[Отрывок текста]
::::
Хозяин с работниками возились с кучей удобрения. Такие кучи перед каждой фермой.
Их несколько раз перекладывают с места на место. Нет в поле работ, – оттого ли, что кончились, оттого ли, что дождь идет, – работа всегда возле удобрительных куч.
Запах невыносимый.
Хозяин, очевидно, человек дела даже между китайцами.
Весь хлеб (по преимуществу кукуруза и гоалин) уже обмолочен, солома сложена в большие скирды, сложены и кукурузные корни, и собраны листья из виднеющегося на пригорке леса. Невдалеке от дома идет уже осенняя пашня и бороньба. Во всех полях однородная культура, во всех полях молодые, подростки и старики со своими коромыслами жадно ищут скотский помет. Первое впечатление очень сильное. Но затем выступают и недостатки.
В земледельческих орудиях никакого прогресса. И орудия эти в то же время бесконечно далеки от идеала. Для примера достаточно взять борону. Здесь это доска аршина в полтора длины. Сквозь доску продеты прутья, и торчат они в разные стороны. Двумя концами доска привязывается к шее животного, человек стоит на доске и тяжестью своего тела прижимает и ее и прутья к земле. Животное тащит человека на доске, человек, как акробат, все время балансирует; бороньба получается отвратительная по качеству, ничтожная по производительности.
::::
(Блок данных)
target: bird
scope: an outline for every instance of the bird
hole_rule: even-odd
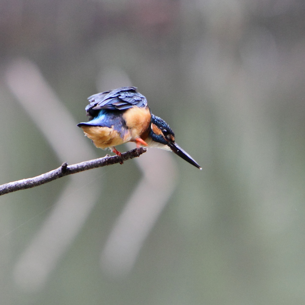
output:
[[[121,87],[88,98],[85,108],[89,120],[78,124],[97,147],[109,148],[119,156],[115,146],[128,142],[173,152],[200,170],[201,167],[175,142],[168,124],[153,114],[146,98],[134,87]]]

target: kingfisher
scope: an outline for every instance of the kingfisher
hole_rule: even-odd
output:
[[[175,142],[168,124],[153,114],[144,95],[135,87],[121,87],[94,94],[88,98],[85,108],[88,122],[77,126],[97,147],[109,148],[119,156],[115,148],[127,142],[137,147],[148,146],[173,152],[200,169],[201,167]]]

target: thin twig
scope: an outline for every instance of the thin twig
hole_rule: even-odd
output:
[[[120,156],[109,156],[107,155],[102,158],[94,159],[88,161],[84,161],[80,163],[73,164],[71,165],[68,165],[67,163],[65,162],[58,168],[36,177],[22,179],[22,180],[13,181],[13,182],[0,185],[0,196],[19,191],[19,190],[30,188],[35,186],[38,186],[59,178],[72,174],[76,174],[84,170],[105,166],[106,165],[109,165],[120,162],[122,163],[123,161],[132,159],[136,157],[138,157],[140,155],[145,152],[146,151],[146,149],[140,147],[126,152],[122,153]]]

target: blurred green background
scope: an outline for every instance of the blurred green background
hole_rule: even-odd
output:
[[[1,304],[305,303],[304,16],[0,0],[0,184],[105,155],[76,124],[131,85],[203,167],[152,149],[1,196]]]

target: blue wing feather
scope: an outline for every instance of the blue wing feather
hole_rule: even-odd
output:
[[[94,94],[88,99],[86,107],[87,115],[93,118],[101,109],[125,110],[134,106],[145,107],[147,102],[145,96],[137,92],[135,87],[121,87],[110,91]]]

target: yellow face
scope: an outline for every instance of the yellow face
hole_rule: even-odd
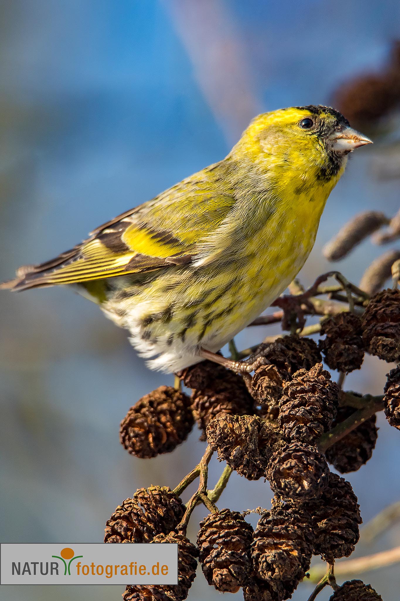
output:
[[[259,115],[236,149],[266,171],[290,170],[303,178],[327,182],[340,177],[349,152],[369,141],[334,109],[310,106]]]

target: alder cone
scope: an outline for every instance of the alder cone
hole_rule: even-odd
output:
[[[200,522],[197,546],[203,573],[221,593],[236,593],[251,570],[253,529],[241,513],[222,509]]]
[[[207,426],[217,416],[254,413],[253,399],[243,378],[222,365],[203,361],[178,375],[185,386],[193,389],[191,408],[202,430],[200,440],[206,440]]]
[[[332,370],[348,373],[359,370],[364,359],[361,319],[353,313],[338,313],[324,320],[318,348]]]
[[[244,601],[284,601],[291,597],[298,584],[296,581],[291,582],[278,580],[267,582],[254,574],[251,584],[243,589],[243,598]]]
[[[297,442],[278,448],[266,471],[274,493],[300,502],[319,496],[329,474],[325,458],[312,447]]]
[[[352,407],[339,407],[332,427],[352,415]],[[377,416],[374,415],[362,422],[325,451],[325,457],[341,474],[356,472],[372,456],[378,438]]]
[[[167,486],[139,489],[107,520],[104,542],[149,543],[173,530],[184,513],[182,499]]]
[[[284,381],[275,365],[261,365],[255,370],[251,380],[251,394],[260,407],[261,416],[270,413],[272,418],[277,417],[277,404],[282,394],[283,385]]]
[[[338,385],[321,363],[299,370],[285,385],[279,401],[283,436],[288,442],[312,444],[330,427],[338,403]]]
[[[348,580],[336,588],[329,601],[383,601],[371,584],[362,580]]]
[[[264,357],[276,368],[283,380],[290,380],[293,374],[303,368],[309,370],[321,361],[321,353],[312,338],[300,338],[296,334],[282,336],[273,343],[262,343],[249,360]]]
[[[268,461],[280,443],[276,428],[253,415],[220,415],[209,424],[207,440],[220,461],[249,480],[265,477]]]
[[[284,499],[277,495],[272,499],[270,513],[275,523],[281,523],[294,532],[296,543],[301,553],[302,566],[304,571],[306,572],[314,553],[315,540],[314,523],[311,516],[303,508],[302,503],[290,499]]]
[[[199,555],[197,547],[183,534],[173,532],[167,535],[158,534],[152,542],[178,543],[178,584],[154,586],[130,585],[122,594],[124,601],[183,601],[188,596],[196,578]]]
[[[400,361],[400,290],[387,288],[371,299],[362,316],[368,352],[388,362]]]
[[[303,532],[293,517],[293,513],[281,509],[266,511],[258,520],[251,557],[259,578],[267,582],[299,581],[305,576],[314,537],[311,528]]]
[[[122,419],[121,444],[131,455],[142,458],[173,451],[193,427],[190,404],[187,395],[160,386],[142,397]]]
[[[314,521],[314,555],[332,563],[353,553],[362,521],[357,501],[350,482],[330,472],[320,498],[304,504]]]
[[[400,430],[400,365],[391,370],[386,376],[383,397],[384,413],[390,426]]]
[[[204,390],[212,388],[216,380],[230,379],[229,372],[223,365],[208,359],[196,363],[178,371],[176,375],[185,386],[193,390]]]

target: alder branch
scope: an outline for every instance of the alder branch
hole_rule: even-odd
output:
::::
[Задания для работы]
[A] Перечислите всех, кто, согласно отрывку, ищет в полях скотский помет.
[B] Какой длины доска, из которой в отрывке сделана борона?
[C] Пожалуйста, перепечатайте из отрывка фрагмент от «Хозяин с работниками» до «выступают и недостатки.».
Записи представляют собой отдельный материал.

[Решённые задания]
[A] Молодые, подростки и старики.

[B] Полтора аршина.

[C]
Хозяин с работниками возились с кучей удобрения. Такие кучи перед каждой фермой.
Их несколько раз перекладывают с места на место. Нет в поле работ, – оттого ли, что кончились, оттого ли, что дождь идет, – работа всегда возле удобрительных куч.
Запах невыносимый.
Хозяин, очевидно, человек дела даже между китайцами.
Весь хлеб (по преимуществу кукуруза и гоалин) уже обмолочен, солома сложена в большие скирды, сложены и кукурузные корни, и собраны листья из виднеющегося на пригорке леса. Невдалеке от дома идет уже осенняя пашня и бороньба. Во всех полях однородная культура, во всех полях молодые, подростки и старики со своими коромыслами жадно ищут скотский помет. Первое впечатление очень сильное. Но затем выступают и недостатки.